■ **DOCUMENT**:
┏━━
Re: Multiple oom_reaper BUGs: unmap_page_range racing with exit_mmap

From: David Rientjes <rientjes@google.com>
To: Tetsuo Handa <penguin-kernel@i-love.sakura.ne.jp>
Cc: Andrew Morton <akpm@linux-foundation.org>,
	Michal Hocko <mhocko@suse.com>,
	Andrea Arcangeli <aarcange@redhat.com>,
	linux-kernel@vger.kernel.org, linux-mm@kvack.org
Subject: Re: Multiple oom_reaper BUGs: unmap_page_range racing with exit_mmap
Date: Tue, 5 Dec 2017 23:48:21 -0800 (PST)	[thread overview]
Message-ID: <alpine.DEB.2.10.1712052323170.119719@chino.kir.corp.google.com> (raw)
In-Reply-To: <201712060328.vB63SrDK069830@www262.sakura.ne.jp>

On Wed, 6 Dec 2017, Tetsuo Handa wrote:

> > > One way to solve the issue is to have two mm flags: one to indicate the mm 
> > > is entering unmap_vmas(): set the flag, do down_write(&mm->mmap_sem); 
> > > up_write(&mm->mmap_sem), then unmap_vmas().  The oom reaper needs this 
> > > flag clear, not MMF_OOM_SKIP, while holding down_read(&mm->mmap_sem) to be 
> > > allowed to call unmap_page_range().  The oom killer will still defer 
> > > selecting this victim for MMF_OOM_SKIP after unmap_vmas() returns.
> > > 
> > > The result of that change would be that we do not oom reap from any mm 
> > > entering unmap_vmas(): we let unmap_vmas() do the work itself and avoid 
> > > racing with it.
> > > 
> > 
> > I think we need something like the following?
> 
> This patch does not work. __oom_reap_task_mm() can find MMF_REAPING and
> return true and sets MMF_OOM_SKIP before exit_mmap() calls down_write().
┗━━
■ **RECORDS PROVIDED**:
┏━━
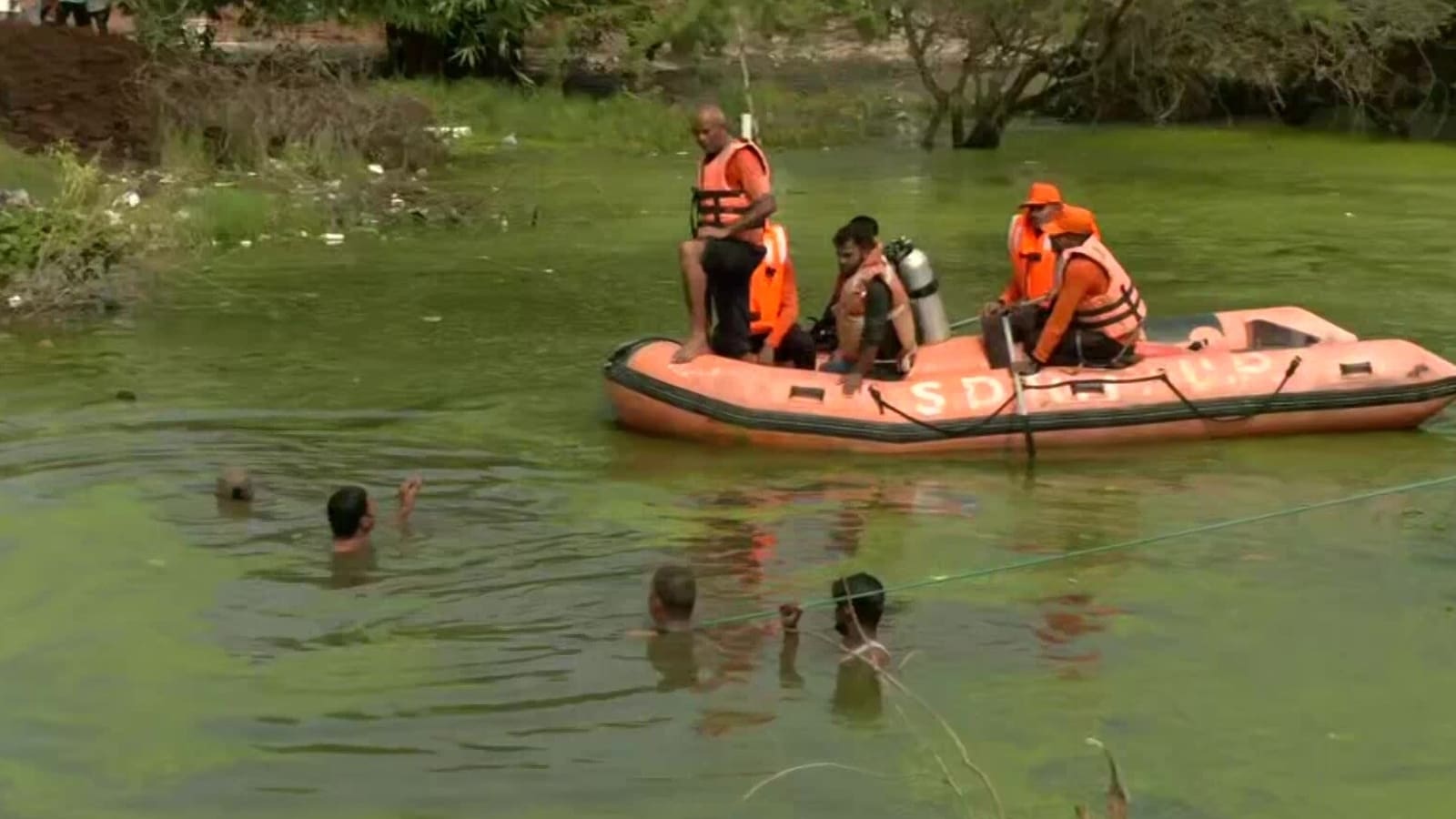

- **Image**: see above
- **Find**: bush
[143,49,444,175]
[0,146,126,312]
┗━━
┏━━
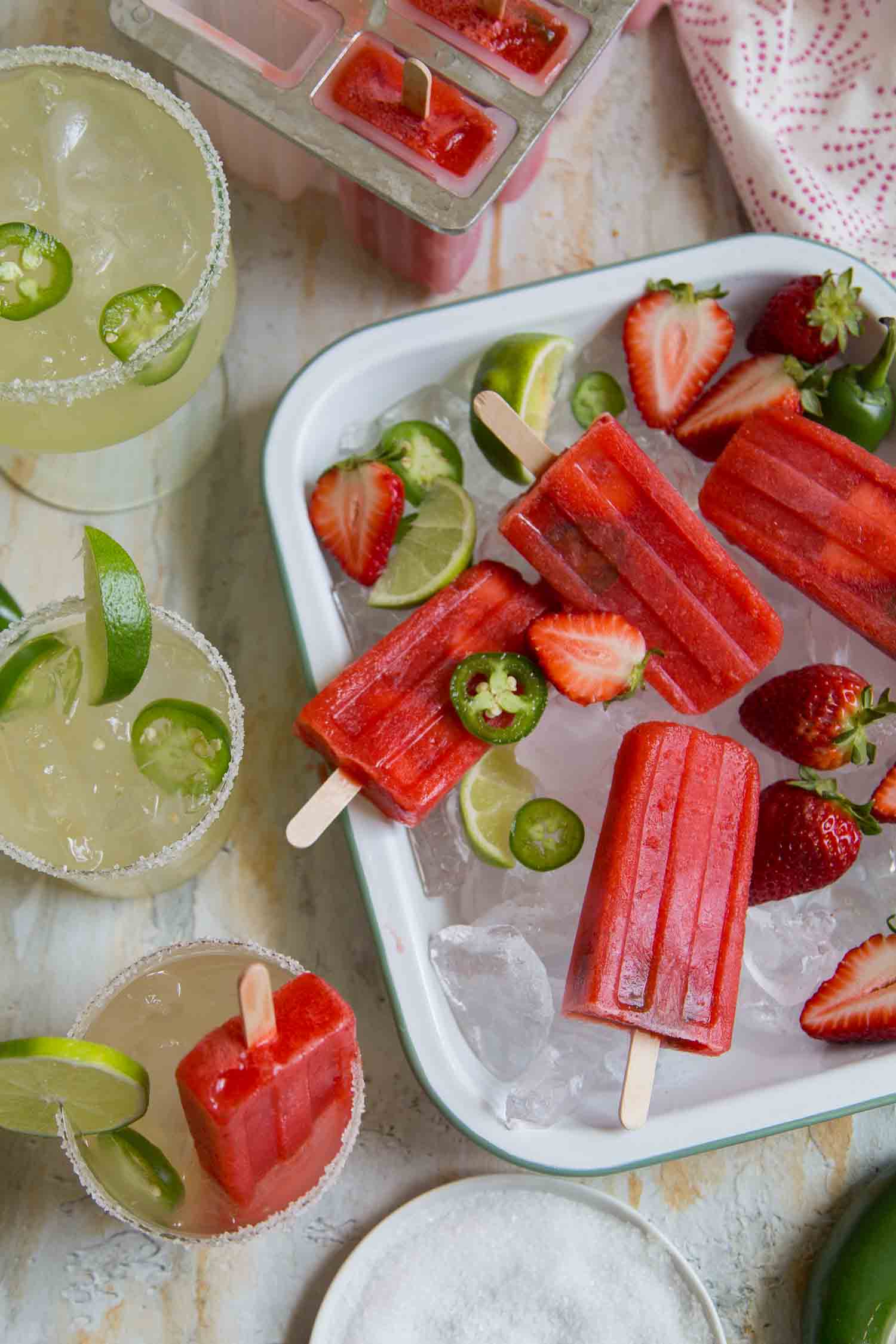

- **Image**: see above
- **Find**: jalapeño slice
┗━━
■ **GOAL**:
Continue the mailing-list reply about the oom_reaper race with exit_mmap, starting right after its last quoted line.

■ **ANSWER TO THE PROBLEM**:
> 

Ah, you're talking about oom_reap_task() setting MMF_OOM_SKIP prematurely 
and allowing for additional oom kills?  I see your point, but I was mainly 
focused on preventing the panic as the first order of business.  We could 
certainly fix oom_reap_task() to not set MMF_OOM_SKIP itself and rather 
leave that to exit_mmap() if it finds MMF_REAPING if your concern matches 
my understanding.

> Also, I don't know what exit_mmap() is doing but I think that there is a
> possibility that the OOM reaper tries to reclaim mlocked pages as soon as
> exit_mmap() cleared VM_LOCKED flag by calling munlock_vma_pages_all().
> 
> 	if (mm->locked_vm) {
> 		vma = mm->mmap;
> 		while (vma) {
> 			if (vma->vm_flags & VM_LOCKED)
> 				munlock_vma_pages_all(vma);
> 			vma = vma->vm_next;
> 		}
> 	}
> 

Yes, that looks possible as well, although the problem I have reported can 
happen with or without mlock.  Did you find this by code inspection or 
have you experienced runtime problems with it?

I think this argues to do MMF_REAPING-style behavior at the beginning of 
exit_mmap() and avoid reaping all together once we have reached that 
point.  There are no more users of the mm and we are in the process of 
tearing it down, I'm not sure that the oom reaper should be in the 
business with trying to interfere with that.  Or are there actual bug 
reports where an oom victim gets wedged while in exit_mmap() prior to 
releasing its memory?

I know this conflicts with your patches in -mm to remove the oom mutex, 
but I think we should make sure we can prevent crashes before cleaning it 
up.

(I also noticed that the mm_has_notifiers() check is missing a 
trace_skip_task_reaping(tsk->pid))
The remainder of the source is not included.